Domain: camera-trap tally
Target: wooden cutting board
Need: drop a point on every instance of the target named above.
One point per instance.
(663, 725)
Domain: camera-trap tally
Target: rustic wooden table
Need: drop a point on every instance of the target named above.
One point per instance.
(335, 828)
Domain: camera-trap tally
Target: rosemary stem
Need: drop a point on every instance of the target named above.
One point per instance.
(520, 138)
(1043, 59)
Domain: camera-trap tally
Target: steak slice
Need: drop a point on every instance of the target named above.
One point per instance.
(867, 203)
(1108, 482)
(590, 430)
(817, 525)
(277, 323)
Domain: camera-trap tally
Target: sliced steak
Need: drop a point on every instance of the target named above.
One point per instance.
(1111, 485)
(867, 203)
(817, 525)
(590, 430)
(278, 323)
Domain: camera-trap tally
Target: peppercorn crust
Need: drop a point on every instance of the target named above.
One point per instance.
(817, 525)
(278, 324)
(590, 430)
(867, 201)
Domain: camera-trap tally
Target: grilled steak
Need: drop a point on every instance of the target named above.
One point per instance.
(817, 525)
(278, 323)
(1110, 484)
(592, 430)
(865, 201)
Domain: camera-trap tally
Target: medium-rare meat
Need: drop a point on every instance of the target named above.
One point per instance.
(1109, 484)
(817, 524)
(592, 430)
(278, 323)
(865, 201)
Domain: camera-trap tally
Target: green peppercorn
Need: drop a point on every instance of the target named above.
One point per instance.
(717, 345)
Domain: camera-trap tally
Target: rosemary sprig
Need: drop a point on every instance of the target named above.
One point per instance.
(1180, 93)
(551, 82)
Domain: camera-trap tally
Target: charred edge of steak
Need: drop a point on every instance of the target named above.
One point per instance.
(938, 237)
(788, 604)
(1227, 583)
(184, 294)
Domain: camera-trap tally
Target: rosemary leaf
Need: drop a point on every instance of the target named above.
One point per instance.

:::

EXERCISE DIRECTIONS: List every line of the records above that contains the string "peppercorn". Matching is case-sensitive.

RESULT OF THIS TASK:
Target: peppercorn crust
Target: green peppercorn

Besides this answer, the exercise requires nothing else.